## Vorliegender Text
================================
»Das Ergebnis der Unabhängigkeit ist allgemeine Provinzialisierung«

Rastko Mocnik, Professor für Kultursoziologie

Rastko Mocnik ist der bekannteste materialistische Philosoph Sloweniens. Sein 1995 publiziertes Buch »Wie viel Faschismus?« behandelte die Frage, warum Politiker, Künstler und Intellektuelle in den postsozialistischen Staaten nach rechts drifteten, und löste in Slowenien heftige Debatten aus. Er war der prominenteste Gegner des EU-Beitritts Sloweniens, da er befürchtete, nur ein kleiner Teil der Gesellschaft werde davon profitieren. Neben seiner Lehrtätigkeit an der Universität in Ljubljana ist er Kolumnist der Wochenzeitung Mladina und politischer Aktivist. interview: doris akrap

Ausgerechnet in dem Jahr, in dem über den Status des Kosovo entschieden werden soll, hat Slowenien die EU-Ratspräsidentschaft übernommen. Zu Zeiten Jugoslawiens gab es in Slowenien viele Arbeiter aus dem Kosovo, die oft rassistischen Vorurteilen begegneten. Wie ist das Verhältnis zu Leuten aus dem ­Kosovo heute?

Nach der Sezession Sloweniens von Jugoslawien wurden die meisten Gastarbeiter ausgewiesen. Diejenigen, die da blieben, wurden illegale Ausländer. Heute leben mindestens 30 000 Menschen in Slowenien, die keine slowenische Staatsbürgerschaft besitzen. Rassistischen Angriffen sind heute jedoch vor allem die Roma ausgesetzt.

Sie haben einmal gesagt, dass der Autonomie­status des Kosovo von 1974 den Anfang vom Ende Jugoslawiens einleitete. Was wären heute die politischen Folgen für die Region, wenn das Kosovo unabhängig wird?

Der Bund der Kommunisten war 1974 nicht in der Lage, anders auf die wachsende nationalistische Ideologie zu reagieren als mit der Aufteilung des Landes nach dem nationalistischen Schlüssel.
================================
## Aufgeführte Daten
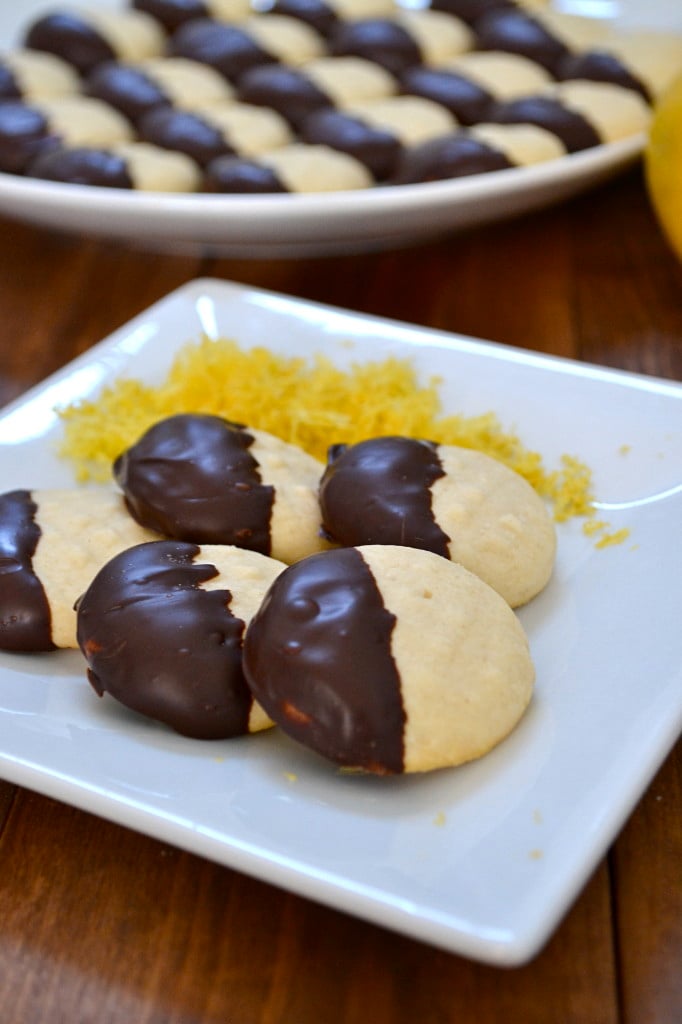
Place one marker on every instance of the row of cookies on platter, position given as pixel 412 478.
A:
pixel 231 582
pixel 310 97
================================
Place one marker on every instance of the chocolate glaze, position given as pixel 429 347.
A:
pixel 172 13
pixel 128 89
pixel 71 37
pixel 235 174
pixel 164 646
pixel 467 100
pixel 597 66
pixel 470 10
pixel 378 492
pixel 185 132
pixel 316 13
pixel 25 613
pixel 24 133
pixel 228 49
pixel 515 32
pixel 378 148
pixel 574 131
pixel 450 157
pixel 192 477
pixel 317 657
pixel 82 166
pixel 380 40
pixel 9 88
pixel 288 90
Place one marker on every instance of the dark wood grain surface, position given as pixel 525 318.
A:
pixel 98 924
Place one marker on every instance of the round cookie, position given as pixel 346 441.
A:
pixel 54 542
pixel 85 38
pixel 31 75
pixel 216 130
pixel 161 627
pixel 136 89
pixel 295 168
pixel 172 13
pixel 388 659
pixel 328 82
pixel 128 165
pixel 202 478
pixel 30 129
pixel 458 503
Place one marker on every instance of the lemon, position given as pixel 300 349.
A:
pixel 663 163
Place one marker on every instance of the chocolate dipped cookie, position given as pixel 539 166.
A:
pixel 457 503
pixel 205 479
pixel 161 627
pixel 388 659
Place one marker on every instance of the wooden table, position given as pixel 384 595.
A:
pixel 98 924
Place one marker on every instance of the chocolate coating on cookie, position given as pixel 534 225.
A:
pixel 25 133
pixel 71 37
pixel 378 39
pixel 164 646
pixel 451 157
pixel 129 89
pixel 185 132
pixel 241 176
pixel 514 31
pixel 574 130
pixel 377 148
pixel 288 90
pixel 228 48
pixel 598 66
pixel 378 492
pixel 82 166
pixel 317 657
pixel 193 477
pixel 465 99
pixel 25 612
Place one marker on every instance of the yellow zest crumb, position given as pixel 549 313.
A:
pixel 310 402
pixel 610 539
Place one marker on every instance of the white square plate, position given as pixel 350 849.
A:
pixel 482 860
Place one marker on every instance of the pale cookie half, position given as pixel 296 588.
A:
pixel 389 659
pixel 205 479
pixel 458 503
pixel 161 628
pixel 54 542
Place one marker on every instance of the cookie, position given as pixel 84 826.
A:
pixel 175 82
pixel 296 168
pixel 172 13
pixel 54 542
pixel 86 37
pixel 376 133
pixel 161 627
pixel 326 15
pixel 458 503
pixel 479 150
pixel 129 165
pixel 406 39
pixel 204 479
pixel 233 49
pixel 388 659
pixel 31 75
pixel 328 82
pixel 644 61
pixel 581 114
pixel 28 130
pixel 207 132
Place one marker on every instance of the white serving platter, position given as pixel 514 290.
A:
================================
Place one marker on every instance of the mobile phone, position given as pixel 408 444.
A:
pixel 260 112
================================
## Aufgabenstellung
A: Erkläre in ein bis drei Sätzen, weshalb Rastko Mocnik laut dem Interview mit ihm der prominenteste Gegner des EU-Beitritts Sloweniens war.
B: Gib aus dem Interview mit Rastko Mocnik den Abschnitt von „Nach der Sezession“ bis „Kosovo unabhängig wird?“ wortgetreu wieder.

## Lösungen
A: Er befürchtete, dass nur ein kleiner Teil der Gesellschaft vom EU-Beitritt Sloweniens profitieren werde.

B:
Nach der Sezession Sloweniens von Jugoslawien wurden die meisten Gastarbeiter ausgewiesen. Diejenigen, die da blieben, wurden illegale Ausländer. Heute leben mindestens 30 000 Menschen in Slowenien, die keine slowenische Staatsbürgerschaft besitzen. Rassistischen Angriffen sind heute jedoch vor allem die Roma ausgesetzt.

Sie haben einmal gesagt, dass der Autonomie­status des Kosovo von 1974 den Anfang vom Ende Jugoslawiens einleitete. Was wären heute die politischen Folgen für die Region, wenn das Kosovo unabhängig wird?